[[ Text excerpt, beginning ]]

If this sounds like the kind of thing that a U.S. Republican presidential candidate might come out with, that's because it is. But Kareiva and colleagues are not alone. Variations on this line have recently been pushed by the U.S. thinker Stewart Brand; the British writer Mark Lynas; the Danish anti-green poster boy Bjørn Lomborg; and the American writers Emma Marris, Ted Nordhaus, and Michael Shellenberger. They in turn are building on work done in the past by other self-declared green "heretics" like Richard D. North, Brian Clegg, and Wilfred Beckerman.

Beyond the field of conservation, the neoenvironmentalists are distinguished by their attitude toward new technologies, which they almost uniformly see as positive. Civilization, nature, and people can be "saved" only by enthusiastically embracing biotechnology, synthetic biology, nuclear power, geoengineering, and anything else with the prefix "new" that annoys Greenpeace. The traditional green focus on limits is dismissed as naive. We are now, in Brand's words, "as Gods," and we have to step up and accept our responsibility to manage the planet rationally through the use of new technology guided by enlightened science.

[[ Text excerpt, end ]]

Problem A: Rewrite the paragraph of the neoenvironmentalism excerpt that begins "Beyond the field of conservation" as a short bulleted list that keeps its main facts.
Problem B: In the neoenvironmentalism excerpt, who are named as earlier self-declared green "heretics"?
Problem C: From the neoenvironmentalism excerpt, extract the part that opens with the words containing "If this sounds" and closes with "and Wilfred Beckerman.".
The saved entries have no part in this work.

[[ Data, beginning ]]

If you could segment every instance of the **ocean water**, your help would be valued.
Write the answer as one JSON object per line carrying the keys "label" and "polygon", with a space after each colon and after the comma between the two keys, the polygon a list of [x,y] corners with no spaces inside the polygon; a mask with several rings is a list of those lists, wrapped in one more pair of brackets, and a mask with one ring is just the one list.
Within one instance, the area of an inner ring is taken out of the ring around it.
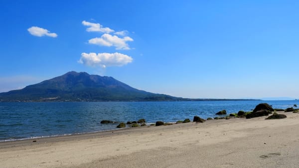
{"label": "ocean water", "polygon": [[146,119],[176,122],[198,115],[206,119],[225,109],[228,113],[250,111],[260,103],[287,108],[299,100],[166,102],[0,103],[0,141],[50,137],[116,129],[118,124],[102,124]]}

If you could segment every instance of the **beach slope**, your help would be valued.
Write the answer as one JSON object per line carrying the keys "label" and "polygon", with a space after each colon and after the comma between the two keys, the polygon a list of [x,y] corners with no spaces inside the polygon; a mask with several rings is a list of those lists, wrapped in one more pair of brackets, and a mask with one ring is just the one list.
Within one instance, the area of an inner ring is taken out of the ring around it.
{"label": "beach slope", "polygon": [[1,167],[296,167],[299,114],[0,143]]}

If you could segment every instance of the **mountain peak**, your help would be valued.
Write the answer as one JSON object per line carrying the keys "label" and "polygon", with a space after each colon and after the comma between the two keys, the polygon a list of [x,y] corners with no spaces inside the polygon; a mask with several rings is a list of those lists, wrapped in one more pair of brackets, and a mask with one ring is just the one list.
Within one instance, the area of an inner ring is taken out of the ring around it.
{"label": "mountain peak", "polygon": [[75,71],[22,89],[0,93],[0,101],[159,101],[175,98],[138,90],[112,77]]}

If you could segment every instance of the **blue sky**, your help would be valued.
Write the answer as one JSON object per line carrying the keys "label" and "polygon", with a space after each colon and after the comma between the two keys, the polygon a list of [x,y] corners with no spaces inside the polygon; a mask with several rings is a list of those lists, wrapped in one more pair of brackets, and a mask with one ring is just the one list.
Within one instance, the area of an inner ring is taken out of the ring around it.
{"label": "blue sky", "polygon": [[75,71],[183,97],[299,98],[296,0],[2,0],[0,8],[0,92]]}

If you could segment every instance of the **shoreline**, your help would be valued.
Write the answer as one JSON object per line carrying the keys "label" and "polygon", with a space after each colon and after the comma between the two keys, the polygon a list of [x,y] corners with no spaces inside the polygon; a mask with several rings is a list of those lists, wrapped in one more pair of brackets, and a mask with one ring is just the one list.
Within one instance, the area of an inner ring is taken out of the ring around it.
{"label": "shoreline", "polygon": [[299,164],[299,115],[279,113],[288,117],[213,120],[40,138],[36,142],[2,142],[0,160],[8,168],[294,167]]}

[[ Data, end ]]
[[ Data, beginning ]]

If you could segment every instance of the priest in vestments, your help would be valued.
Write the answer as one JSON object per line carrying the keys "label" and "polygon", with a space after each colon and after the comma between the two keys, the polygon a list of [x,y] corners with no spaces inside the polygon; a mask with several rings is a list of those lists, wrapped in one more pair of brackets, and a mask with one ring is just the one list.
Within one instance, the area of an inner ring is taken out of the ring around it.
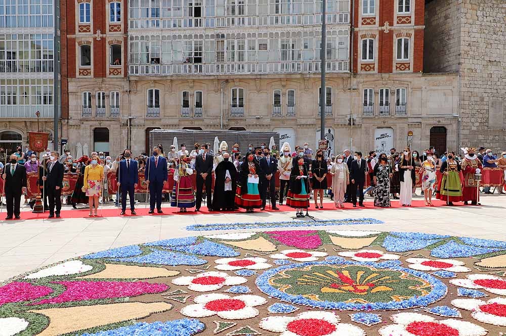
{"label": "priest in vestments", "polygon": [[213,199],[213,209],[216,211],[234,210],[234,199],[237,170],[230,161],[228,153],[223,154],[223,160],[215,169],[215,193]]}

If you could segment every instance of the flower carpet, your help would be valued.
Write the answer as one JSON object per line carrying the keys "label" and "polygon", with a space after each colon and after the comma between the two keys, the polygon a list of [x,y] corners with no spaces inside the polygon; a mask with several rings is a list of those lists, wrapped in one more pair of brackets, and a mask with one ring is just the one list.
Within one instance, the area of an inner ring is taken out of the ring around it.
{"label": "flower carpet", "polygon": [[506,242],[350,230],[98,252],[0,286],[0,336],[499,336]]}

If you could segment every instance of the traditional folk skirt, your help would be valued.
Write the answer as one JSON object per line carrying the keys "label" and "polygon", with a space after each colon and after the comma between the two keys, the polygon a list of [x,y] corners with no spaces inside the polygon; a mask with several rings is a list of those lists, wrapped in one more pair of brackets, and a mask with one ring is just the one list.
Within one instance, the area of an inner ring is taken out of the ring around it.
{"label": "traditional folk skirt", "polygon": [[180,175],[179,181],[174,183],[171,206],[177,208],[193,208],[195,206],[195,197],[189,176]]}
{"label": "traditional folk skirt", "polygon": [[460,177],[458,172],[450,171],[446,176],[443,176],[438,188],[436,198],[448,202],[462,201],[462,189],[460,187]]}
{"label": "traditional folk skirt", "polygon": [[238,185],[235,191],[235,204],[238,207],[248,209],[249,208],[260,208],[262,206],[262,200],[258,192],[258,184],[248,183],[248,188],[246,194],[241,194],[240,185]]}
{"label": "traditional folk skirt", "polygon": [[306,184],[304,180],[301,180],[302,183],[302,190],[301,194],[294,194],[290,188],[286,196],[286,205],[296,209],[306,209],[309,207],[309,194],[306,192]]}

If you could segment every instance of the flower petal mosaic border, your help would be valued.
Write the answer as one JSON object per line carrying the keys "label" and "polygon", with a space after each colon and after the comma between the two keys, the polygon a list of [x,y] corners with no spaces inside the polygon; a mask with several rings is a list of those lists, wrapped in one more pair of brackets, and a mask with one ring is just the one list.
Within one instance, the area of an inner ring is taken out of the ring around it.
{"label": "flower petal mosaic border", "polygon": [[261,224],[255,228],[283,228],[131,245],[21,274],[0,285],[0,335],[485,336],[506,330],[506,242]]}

[[ Data, end ]]
[[ Data, beginning ]]

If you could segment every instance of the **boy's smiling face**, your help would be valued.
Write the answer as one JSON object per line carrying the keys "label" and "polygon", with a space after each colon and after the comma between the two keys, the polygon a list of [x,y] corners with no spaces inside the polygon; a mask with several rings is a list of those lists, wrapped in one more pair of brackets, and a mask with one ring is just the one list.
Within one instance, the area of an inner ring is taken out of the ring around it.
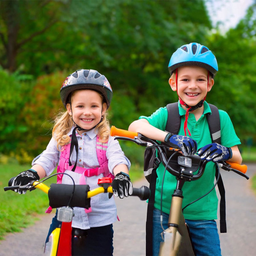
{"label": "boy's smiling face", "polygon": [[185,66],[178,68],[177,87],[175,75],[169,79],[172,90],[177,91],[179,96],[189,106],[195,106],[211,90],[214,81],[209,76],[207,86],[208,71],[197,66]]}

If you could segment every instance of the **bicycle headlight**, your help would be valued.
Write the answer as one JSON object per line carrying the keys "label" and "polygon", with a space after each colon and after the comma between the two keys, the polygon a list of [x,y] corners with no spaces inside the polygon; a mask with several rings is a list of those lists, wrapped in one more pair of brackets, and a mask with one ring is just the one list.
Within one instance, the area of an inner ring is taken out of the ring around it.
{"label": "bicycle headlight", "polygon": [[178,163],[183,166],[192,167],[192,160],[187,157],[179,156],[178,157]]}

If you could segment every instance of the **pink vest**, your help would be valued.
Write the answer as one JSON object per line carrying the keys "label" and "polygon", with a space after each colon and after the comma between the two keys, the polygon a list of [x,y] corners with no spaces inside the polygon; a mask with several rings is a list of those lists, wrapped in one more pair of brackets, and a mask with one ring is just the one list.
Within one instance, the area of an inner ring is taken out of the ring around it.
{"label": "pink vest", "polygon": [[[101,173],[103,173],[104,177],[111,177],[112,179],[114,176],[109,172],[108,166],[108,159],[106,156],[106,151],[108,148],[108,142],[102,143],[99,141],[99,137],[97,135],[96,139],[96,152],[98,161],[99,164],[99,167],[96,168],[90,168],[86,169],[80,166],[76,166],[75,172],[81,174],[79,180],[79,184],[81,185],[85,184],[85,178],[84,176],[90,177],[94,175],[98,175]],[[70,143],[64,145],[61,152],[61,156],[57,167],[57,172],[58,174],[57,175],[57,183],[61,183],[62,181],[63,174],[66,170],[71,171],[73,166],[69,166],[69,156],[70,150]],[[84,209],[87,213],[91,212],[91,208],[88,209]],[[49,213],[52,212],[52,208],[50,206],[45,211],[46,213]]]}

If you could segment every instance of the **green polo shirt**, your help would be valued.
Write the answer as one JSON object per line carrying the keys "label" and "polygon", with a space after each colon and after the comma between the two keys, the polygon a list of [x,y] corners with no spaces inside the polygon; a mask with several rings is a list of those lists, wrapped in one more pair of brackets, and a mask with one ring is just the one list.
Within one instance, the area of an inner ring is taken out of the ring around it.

[[ Data, end ]]

Answer area A:
- Outside conservation, neoenvironmentalists stand out for seeing new technologies almost uniformly as positive.
- They hold that civilization, nature, and people can be "saved" only by embracing biotechnology, synthetic biology, nuclear power, geoengineering, and other "new" things that annoy Greenpeace.
- They dismiss the traditional green focus on limits as naive.
- Quoting Brand, they say we are now "as Gods" and must manage the planet rationally with new technology guided by enlightened science.

Answer area B: Richard D. North, Brian Clegg, and Wilfred Beckerman.

Answer area C:
If this sounds like the kind of thing that a U.S. Republican presidential candidate might come out with, that's because it is. But Kareiva and colleagues are not alone. Variations on this line have recently been pushed by the U.S. thinker Stewart Brand; the British writer Mark Lynas; the Danish anti-green poster boy Bjørn Lomborg; and the American writers Emma Marris, Ted Nordhaus, and Michael Shellenberger. They in turn are building on work done in the past by other self-declared green "heretics" like Richard D. North, Brian Clegg, and Wilfred Beckerman.